Images stay out. Everything else in the records is repeated exactly.

START Data excerpts

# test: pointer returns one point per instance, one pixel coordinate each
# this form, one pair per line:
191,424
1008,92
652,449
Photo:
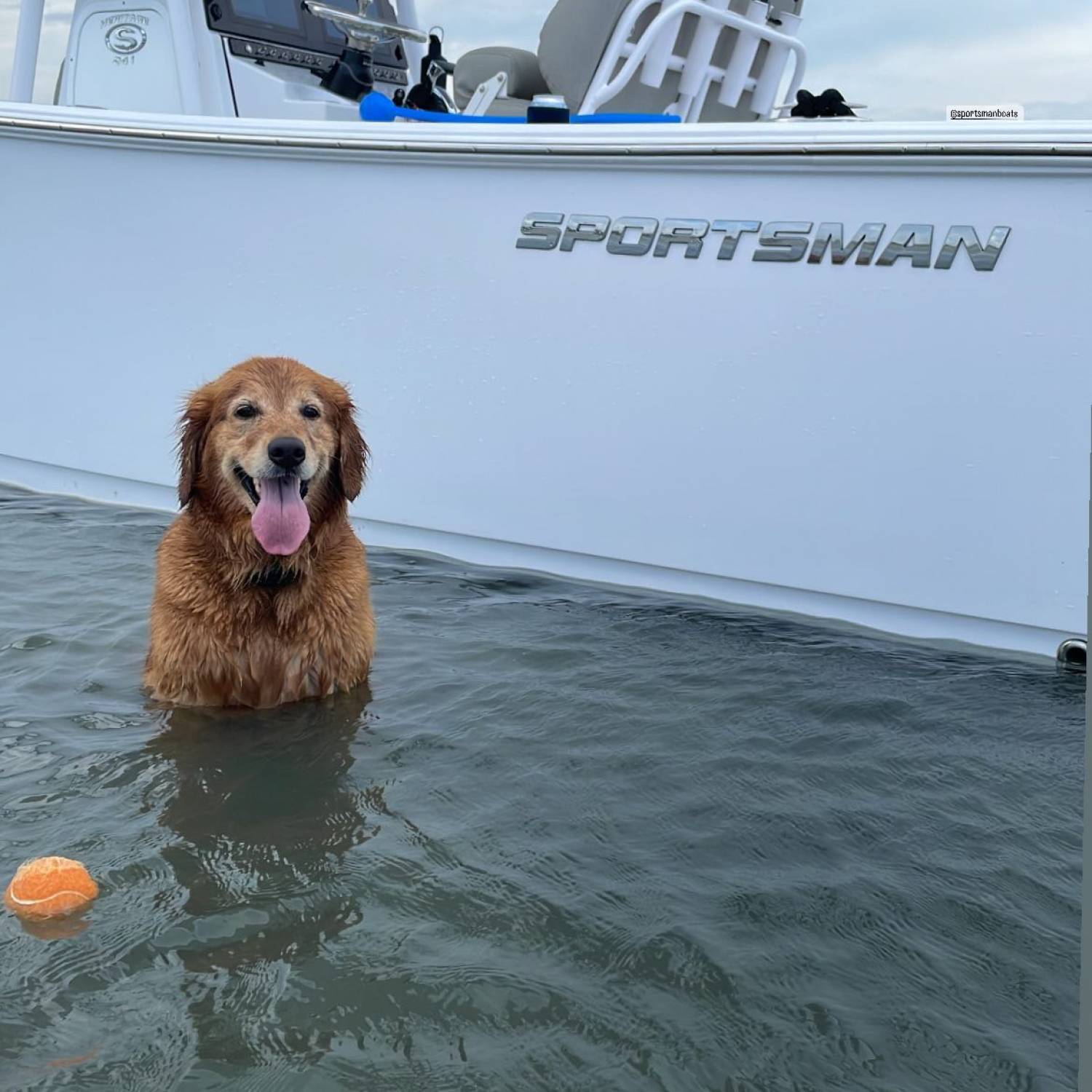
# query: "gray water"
572,839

END Data excerpts

• Task solution:
# test: pointer returns one point per instance, one pixel coordinate each
# this form, one pair per line:
191,424
1008,92
652,449
Photo:
# query: "gray water"
572,839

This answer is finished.